→ PROVIDED DATA
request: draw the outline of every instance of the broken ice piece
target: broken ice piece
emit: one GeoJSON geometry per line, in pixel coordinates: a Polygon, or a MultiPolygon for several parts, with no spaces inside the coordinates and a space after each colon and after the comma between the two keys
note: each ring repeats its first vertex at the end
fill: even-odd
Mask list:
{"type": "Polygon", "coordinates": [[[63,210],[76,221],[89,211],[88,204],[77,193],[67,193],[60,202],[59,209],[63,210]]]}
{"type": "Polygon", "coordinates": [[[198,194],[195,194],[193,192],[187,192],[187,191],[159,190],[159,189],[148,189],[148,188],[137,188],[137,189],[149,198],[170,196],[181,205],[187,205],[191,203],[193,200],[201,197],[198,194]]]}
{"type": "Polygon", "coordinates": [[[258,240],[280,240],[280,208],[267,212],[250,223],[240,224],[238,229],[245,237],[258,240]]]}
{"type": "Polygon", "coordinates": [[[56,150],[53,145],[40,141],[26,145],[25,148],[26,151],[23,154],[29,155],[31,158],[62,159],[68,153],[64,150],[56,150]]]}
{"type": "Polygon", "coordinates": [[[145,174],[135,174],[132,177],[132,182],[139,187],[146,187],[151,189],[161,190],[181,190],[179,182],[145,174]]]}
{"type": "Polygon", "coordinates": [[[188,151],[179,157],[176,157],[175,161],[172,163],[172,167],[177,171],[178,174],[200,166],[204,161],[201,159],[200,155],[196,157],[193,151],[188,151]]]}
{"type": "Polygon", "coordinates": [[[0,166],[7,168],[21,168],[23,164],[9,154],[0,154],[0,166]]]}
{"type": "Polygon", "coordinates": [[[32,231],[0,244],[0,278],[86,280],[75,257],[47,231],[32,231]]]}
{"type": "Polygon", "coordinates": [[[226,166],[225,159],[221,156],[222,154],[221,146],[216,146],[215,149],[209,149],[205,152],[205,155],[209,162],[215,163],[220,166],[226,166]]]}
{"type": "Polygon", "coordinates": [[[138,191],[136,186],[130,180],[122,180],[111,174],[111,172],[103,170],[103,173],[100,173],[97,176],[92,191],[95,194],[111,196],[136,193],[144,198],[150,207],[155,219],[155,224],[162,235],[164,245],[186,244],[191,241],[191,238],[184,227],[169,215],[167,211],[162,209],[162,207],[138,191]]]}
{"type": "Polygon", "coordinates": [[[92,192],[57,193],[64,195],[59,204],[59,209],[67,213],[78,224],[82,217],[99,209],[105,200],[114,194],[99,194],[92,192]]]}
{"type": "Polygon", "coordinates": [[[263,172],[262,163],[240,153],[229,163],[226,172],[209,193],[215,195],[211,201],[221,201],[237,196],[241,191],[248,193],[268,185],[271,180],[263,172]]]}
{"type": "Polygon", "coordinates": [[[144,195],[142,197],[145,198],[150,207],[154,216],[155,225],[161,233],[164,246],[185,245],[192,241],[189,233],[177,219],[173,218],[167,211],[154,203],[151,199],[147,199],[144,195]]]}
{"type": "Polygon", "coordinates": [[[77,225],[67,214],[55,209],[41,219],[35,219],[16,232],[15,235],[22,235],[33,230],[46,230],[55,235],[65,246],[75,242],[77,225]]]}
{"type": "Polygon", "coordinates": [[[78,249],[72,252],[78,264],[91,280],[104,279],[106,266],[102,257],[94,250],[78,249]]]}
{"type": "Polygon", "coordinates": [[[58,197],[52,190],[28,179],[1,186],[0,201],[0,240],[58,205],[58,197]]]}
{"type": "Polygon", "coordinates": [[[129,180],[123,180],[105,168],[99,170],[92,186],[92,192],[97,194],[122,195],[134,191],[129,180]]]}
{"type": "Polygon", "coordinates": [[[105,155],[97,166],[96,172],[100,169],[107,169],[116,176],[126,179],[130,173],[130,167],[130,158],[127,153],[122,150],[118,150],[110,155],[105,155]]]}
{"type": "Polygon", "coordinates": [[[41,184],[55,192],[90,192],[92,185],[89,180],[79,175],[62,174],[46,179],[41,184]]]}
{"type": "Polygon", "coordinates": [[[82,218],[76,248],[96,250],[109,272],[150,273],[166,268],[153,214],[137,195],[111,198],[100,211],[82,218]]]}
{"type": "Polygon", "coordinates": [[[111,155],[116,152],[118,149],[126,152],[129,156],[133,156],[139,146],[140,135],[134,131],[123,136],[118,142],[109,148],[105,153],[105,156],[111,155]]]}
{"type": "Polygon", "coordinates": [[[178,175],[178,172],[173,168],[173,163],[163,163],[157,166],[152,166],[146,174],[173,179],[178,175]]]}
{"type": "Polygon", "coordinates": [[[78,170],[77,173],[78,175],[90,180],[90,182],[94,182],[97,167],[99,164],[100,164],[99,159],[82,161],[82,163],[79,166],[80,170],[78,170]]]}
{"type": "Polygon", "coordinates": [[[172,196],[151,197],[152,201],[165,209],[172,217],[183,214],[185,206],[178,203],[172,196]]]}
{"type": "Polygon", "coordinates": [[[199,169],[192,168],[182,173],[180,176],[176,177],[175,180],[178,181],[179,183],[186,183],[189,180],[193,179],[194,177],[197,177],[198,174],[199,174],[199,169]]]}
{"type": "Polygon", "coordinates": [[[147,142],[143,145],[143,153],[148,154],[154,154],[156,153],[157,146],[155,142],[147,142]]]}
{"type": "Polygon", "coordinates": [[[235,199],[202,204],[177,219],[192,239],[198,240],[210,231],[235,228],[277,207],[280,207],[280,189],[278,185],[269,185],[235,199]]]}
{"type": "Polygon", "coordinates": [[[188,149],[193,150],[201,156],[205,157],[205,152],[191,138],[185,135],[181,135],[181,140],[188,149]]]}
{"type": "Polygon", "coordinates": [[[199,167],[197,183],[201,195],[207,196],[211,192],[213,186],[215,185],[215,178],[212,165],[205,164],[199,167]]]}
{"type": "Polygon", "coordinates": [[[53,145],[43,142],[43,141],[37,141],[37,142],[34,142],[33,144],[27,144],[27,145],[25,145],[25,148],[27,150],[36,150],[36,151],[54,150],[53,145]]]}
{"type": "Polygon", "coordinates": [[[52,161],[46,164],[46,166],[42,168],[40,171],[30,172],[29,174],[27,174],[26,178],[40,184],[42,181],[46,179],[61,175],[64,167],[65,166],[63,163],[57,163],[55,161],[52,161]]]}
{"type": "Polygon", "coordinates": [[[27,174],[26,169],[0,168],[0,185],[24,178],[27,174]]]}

→ ABOUT THIS TASK
Copy each line above that has the word "broken".

→ TASK OUTPUT
request: draw the outline of every instance of the broken ice piece
target: broken ice piece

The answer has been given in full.